▸ **TASK GOAL**
Continue the first-person account of the fake Sprite commercials from where it stops.

(PASSAGE SHOWN)

Simulating... Sprite

05/25/2011 01:40 pm ET

My name is Max Isaacson,

I directed a pair of fake Sprite commercials, which went viral over the past five days. To say that this whole fiasco got out of hand is something of an understatement. I'm honestly astounded at how quickly this all spiraled into a serious whirlwind of assumptions, misinformation, amusement, excitement, death threats, racism, outrage and a whole lot of giddy laughter from my father. It says a lot about blogger culture and Internet periodicals, namely that scandal and sizzle have more immediate import than research and fact checking. Not to say that I'm ungrateful for the publicity -- it's been more than I ever could have imagined. And it's not to say that nobody did any real digging around -- I did have a few people call them out and contact me -- but it was much more involved than just that.

At about 9:30am on Monday, the Huffington Post ran an article regarding one of my commercials, claiming that "according to reports" it was a real advertisement, banned in Germany. After a few comments questioning the validity of this report, the thread was updated citing Current TV as its source. The credibility lent to this hoax by a media outlet such as the Huffington Post -- a News site with a representative in the White House Press Corps -- was immeasurable. The fact that the ad was fake, and labeled as such in the description of the YouTube video, didn't seem to matter to anybody until the video had hundreds of thousands of views the world over. (On a side note, only Gawker and a French ad blog called Quiet Glover caught on from the get go.)

(End PASSAGE SHOWN)
(PROVIDED RECORDS)

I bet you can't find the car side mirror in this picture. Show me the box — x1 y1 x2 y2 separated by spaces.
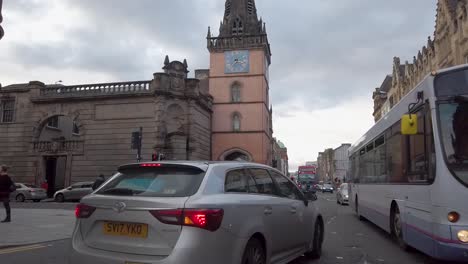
305 192 318 201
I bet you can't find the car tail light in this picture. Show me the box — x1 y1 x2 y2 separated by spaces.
75 204 96 218
150 209 224 231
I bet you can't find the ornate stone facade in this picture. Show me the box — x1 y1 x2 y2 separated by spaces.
0 58 213 194
207 0 273 165
372 0 468 122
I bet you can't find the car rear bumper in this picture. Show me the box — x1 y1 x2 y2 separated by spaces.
69 223 247 264
28 193 47 200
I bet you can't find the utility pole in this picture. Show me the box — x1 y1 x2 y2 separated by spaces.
137 127 143 162
0 0 5 39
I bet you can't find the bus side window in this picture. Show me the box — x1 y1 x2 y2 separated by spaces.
425 104 436 182
405 109 428 183
386 121 407 183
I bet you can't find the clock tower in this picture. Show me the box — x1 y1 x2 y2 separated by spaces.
207 0 273 165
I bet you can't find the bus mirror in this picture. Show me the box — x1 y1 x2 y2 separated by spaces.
401 115 418 135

(End PROVIDED RECORDS)

▸ **ANSWER TO THE PROBLEM**
So, after over a million views in two days, plenty of name-calling from various commenters and bloggers, and a few uncomfortable moments, what have I learned? With a ridiculous idea and a little help from your friends, you can produce an ad, professional-looking enough, to fool the world for a day. Until the shoot-first-and-ask-questions-later attitude of the Internet media is stemmed, this will not be the last hoax of its kind.

I am well aware that this "ad" was over-the-top, offensive, misogynistic and, in my opinion, funny. The point was to get a reaction, and in that regard I far exceeded my expectations. I have no regrets about making these spots but for all anybody knows I may not have. No one has met me face-to-face and there's been no need or request for me to verify my identity. It's all been based on trust -- thank you for that.